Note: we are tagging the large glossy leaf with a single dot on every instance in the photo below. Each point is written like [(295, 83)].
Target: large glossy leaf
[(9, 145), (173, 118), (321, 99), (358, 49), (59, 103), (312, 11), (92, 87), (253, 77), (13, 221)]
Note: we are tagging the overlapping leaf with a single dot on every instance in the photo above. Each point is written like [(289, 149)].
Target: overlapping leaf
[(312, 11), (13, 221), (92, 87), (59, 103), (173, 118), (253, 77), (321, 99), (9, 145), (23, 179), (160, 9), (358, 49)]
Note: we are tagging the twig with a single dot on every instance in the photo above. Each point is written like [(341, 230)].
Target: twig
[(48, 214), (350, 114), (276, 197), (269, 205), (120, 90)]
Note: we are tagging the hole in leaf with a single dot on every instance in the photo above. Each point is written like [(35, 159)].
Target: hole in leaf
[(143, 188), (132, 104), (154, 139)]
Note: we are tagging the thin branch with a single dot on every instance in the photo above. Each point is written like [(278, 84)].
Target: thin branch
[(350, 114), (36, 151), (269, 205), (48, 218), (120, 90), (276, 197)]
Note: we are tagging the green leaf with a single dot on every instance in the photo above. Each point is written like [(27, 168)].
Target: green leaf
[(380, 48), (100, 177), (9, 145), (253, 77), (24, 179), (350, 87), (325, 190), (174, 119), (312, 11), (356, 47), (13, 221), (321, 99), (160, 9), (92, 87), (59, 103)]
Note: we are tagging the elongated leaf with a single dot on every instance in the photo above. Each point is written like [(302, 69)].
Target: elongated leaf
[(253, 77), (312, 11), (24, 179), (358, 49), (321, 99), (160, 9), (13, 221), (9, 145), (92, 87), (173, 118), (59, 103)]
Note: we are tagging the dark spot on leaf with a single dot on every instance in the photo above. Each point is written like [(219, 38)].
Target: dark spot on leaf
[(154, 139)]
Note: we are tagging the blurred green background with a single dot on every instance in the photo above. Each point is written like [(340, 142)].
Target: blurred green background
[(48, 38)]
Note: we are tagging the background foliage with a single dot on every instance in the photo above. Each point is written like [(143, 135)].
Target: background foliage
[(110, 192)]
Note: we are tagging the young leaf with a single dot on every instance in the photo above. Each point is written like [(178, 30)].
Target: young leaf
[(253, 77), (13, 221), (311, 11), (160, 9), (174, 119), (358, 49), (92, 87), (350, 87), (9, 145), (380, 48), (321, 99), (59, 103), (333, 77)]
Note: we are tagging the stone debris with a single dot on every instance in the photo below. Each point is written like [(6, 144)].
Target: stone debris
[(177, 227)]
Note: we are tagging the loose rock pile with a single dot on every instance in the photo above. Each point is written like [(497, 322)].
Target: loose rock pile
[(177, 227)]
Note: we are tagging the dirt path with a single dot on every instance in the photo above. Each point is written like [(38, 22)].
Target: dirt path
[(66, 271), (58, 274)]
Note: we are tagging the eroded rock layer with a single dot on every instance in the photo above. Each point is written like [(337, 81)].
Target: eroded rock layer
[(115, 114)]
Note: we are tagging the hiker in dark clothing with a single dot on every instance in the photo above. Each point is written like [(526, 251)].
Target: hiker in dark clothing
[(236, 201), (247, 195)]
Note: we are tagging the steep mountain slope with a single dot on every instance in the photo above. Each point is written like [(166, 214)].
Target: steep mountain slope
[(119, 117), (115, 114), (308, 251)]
· · · · · · ·
### Exercise instructions:
Everything above from the line containing "Target: elongated leaf" down to the line containing "Note: we are tagging the young" is to be transcribed exactly, with both of those lines included and nothing else added.

### Result:
Target: elongated leaf
[(253, 77), (312, 11), (24, 179), (358, 49), (321, 99), (160, 9), (13, 221), (9, 145), (92, 87), (173, 118), (59, 103)]
Note: we are tagging the dark spot on leaf with a single dot on every instance in the photo above. Each point is written like [(219, 38)].
Target: dark spot on leaf
[(154, 139)]
Note: we are tagging the blurred green background with a single dot on every instance in the photo above. Each point is written like [(340, 142)].
Target: blurred green background
[(48, 38)]
Note: we are tagging the background foliage with a single dot on every instance in the photo above. Each point is written like [(143, 135)].
Target: background foliage
[(110, 192)]
Note: we are tagging the young leaf with a single dot on every instance in the photo above. Each point is written like [(178, 30)].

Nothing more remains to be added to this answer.